Try it →
Beginning with the line where "Could you please point out the red ministerial" appears, repeat every remaining line of the entries exactly, the last line included.
----- Data to use -----
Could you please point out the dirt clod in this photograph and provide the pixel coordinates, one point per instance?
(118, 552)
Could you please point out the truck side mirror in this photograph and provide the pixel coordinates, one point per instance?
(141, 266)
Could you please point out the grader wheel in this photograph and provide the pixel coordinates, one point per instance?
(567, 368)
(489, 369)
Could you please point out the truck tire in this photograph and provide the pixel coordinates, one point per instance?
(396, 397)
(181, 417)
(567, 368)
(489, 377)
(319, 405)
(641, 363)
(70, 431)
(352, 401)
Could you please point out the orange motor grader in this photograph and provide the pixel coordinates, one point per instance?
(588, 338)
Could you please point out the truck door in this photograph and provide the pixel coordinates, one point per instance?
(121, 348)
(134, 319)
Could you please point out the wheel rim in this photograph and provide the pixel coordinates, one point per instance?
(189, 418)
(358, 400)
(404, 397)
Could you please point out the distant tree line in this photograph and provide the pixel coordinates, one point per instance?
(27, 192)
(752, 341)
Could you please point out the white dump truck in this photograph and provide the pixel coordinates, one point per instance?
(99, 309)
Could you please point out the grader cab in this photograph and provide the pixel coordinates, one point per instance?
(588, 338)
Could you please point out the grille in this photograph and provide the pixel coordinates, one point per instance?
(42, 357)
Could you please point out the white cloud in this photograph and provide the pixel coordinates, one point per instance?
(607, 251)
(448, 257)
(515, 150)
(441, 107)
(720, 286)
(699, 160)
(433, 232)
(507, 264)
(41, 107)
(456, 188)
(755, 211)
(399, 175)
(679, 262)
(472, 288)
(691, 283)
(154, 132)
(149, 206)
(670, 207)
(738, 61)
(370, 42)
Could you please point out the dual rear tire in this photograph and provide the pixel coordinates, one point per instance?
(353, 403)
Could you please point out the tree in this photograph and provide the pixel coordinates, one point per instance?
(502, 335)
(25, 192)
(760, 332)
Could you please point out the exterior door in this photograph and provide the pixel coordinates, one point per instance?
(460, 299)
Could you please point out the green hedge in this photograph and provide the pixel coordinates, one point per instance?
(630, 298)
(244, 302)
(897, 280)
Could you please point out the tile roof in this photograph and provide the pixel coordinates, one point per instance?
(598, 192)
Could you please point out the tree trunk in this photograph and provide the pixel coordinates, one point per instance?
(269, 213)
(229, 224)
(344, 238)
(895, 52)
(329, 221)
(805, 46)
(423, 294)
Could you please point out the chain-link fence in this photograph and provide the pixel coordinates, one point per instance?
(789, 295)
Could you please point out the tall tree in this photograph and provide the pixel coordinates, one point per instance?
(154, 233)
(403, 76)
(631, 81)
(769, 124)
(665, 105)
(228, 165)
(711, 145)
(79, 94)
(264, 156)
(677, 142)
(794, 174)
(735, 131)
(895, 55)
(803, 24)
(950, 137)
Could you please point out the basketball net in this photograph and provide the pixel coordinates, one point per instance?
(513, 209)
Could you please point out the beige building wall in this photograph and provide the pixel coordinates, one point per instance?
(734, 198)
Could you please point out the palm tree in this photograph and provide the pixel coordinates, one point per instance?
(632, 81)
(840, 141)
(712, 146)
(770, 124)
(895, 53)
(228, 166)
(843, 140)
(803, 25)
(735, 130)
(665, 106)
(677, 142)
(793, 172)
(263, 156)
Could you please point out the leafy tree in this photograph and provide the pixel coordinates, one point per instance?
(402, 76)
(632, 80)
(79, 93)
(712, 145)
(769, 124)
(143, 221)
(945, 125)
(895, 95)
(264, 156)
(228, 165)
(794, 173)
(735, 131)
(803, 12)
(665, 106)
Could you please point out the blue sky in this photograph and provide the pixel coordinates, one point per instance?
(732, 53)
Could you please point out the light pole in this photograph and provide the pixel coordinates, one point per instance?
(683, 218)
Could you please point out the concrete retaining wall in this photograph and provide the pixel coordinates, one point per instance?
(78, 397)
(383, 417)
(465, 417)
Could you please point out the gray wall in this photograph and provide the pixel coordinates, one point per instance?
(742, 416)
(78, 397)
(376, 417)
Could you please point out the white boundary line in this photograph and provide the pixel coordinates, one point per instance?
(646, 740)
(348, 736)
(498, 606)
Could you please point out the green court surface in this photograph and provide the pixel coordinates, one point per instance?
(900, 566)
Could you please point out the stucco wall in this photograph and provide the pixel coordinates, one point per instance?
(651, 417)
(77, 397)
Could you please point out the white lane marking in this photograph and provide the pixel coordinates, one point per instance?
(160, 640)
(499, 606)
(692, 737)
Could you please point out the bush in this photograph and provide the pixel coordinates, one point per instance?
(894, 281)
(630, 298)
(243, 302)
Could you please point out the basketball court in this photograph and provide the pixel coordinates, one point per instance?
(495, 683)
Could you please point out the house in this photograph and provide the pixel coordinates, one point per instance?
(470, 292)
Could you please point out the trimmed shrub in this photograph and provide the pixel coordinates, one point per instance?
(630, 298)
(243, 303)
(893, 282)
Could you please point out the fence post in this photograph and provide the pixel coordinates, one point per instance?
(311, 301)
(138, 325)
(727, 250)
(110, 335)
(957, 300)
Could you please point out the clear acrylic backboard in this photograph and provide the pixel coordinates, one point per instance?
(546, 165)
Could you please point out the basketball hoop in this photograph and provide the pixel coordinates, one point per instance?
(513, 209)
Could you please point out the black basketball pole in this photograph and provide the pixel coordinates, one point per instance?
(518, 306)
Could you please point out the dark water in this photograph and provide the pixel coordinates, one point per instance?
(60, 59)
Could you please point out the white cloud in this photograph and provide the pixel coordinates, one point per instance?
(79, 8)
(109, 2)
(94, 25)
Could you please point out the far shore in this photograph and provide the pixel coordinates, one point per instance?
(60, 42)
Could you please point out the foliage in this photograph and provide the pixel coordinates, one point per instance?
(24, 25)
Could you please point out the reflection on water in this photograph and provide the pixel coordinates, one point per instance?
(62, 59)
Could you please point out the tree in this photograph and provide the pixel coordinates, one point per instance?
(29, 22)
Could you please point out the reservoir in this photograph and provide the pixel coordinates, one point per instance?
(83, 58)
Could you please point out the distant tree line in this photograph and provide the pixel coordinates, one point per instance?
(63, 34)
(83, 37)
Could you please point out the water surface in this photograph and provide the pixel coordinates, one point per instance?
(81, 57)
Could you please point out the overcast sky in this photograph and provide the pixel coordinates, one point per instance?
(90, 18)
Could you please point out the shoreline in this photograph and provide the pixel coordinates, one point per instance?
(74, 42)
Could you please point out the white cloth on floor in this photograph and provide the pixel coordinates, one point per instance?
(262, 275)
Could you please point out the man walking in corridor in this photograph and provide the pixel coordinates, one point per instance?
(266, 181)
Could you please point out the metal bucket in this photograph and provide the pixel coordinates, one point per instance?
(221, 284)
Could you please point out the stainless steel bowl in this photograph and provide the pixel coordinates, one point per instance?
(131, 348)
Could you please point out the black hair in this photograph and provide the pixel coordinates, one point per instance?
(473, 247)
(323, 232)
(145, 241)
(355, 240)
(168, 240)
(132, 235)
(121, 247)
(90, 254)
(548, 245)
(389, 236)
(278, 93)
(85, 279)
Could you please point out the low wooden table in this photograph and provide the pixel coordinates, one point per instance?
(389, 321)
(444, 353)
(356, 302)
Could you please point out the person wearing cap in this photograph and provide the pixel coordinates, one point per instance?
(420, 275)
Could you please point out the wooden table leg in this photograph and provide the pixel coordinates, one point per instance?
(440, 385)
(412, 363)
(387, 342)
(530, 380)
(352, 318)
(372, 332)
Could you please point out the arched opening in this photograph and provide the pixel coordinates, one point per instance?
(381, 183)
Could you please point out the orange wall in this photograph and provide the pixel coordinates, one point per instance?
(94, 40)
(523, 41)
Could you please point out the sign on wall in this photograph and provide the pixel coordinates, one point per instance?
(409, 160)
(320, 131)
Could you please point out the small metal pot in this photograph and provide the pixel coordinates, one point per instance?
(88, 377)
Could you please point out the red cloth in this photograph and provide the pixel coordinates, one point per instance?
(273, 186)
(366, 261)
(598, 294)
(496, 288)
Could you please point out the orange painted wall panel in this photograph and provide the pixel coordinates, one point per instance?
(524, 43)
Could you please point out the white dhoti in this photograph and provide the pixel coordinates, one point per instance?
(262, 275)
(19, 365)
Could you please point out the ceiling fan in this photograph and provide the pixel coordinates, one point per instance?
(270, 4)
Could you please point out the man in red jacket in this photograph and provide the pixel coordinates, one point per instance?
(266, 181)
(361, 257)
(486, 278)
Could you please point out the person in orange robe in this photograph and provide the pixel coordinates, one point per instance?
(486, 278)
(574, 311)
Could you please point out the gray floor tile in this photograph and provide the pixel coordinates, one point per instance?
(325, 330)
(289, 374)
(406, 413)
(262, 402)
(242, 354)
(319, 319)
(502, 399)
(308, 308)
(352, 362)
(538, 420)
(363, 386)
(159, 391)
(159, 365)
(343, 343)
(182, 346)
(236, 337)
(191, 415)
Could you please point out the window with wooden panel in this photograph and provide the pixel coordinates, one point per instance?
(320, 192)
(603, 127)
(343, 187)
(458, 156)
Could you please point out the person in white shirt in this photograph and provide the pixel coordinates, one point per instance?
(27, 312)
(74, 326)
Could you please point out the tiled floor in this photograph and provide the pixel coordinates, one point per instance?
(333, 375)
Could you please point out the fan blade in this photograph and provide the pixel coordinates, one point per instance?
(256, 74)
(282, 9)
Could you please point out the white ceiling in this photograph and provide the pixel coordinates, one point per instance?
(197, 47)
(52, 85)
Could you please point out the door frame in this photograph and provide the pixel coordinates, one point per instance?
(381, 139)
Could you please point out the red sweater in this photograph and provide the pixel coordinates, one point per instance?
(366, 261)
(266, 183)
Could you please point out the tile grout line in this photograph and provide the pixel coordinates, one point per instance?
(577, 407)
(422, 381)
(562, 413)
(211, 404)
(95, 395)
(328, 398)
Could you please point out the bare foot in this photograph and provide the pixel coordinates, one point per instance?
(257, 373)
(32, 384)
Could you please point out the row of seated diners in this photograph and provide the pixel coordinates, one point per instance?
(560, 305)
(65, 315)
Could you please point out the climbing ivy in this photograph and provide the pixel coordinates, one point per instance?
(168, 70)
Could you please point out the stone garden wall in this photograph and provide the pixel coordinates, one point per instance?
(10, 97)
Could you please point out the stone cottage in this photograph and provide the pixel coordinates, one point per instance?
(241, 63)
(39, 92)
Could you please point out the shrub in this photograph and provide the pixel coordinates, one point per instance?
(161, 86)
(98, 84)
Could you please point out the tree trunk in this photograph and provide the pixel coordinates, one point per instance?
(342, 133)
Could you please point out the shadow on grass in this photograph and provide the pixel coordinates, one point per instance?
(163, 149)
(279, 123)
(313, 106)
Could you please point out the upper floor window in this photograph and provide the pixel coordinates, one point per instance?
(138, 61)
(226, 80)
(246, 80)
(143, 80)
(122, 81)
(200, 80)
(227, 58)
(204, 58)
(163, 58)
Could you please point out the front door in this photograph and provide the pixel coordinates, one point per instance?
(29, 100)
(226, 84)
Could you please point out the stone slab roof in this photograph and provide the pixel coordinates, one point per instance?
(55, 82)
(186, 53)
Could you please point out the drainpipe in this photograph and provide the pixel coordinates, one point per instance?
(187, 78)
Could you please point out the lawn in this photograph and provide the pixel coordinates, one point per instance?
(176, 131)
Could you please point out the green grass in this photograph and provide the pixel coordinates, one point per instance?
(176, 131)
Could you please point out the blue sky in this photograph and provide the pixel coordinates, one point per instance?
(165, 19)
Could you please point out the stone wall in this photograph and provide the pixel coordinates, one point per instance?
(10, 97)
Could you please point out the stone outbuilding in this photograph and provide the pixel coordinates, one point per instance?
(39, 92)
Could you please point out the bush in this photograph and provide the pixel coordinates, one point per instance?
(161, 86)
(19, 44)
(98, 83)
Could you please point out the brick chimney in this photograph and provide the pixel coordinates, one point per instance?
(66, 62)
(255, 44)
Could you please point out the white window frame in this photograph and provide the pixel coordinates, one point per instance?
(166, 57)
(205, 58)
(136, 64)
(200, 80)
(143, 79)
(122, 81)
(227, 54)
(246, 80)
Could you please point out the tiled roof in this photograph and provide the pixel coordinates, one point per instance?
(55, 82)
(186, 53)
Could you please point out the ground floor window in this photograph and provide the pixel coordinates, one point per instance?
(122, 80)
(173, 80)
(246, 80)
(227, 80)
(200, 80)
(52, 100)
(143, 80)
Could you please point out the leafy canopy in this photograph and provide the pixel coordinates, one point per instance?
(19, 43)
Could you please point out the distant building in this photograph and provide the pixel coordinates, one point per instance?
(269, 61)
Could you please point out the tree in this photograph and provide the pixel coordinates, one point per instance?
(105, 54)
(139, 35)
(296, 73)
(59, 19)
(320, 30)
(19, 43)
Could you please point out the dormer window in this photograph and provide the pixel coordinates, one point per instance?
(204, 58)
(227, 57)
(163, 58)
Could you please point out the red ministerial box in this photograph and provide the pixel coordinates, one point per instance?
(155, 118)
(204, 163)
-----
Solution →
Could you please point out the red ministerial box in this photograph and provide the pixel coordinates, one point per instance?
(155, 118)
(204, 163)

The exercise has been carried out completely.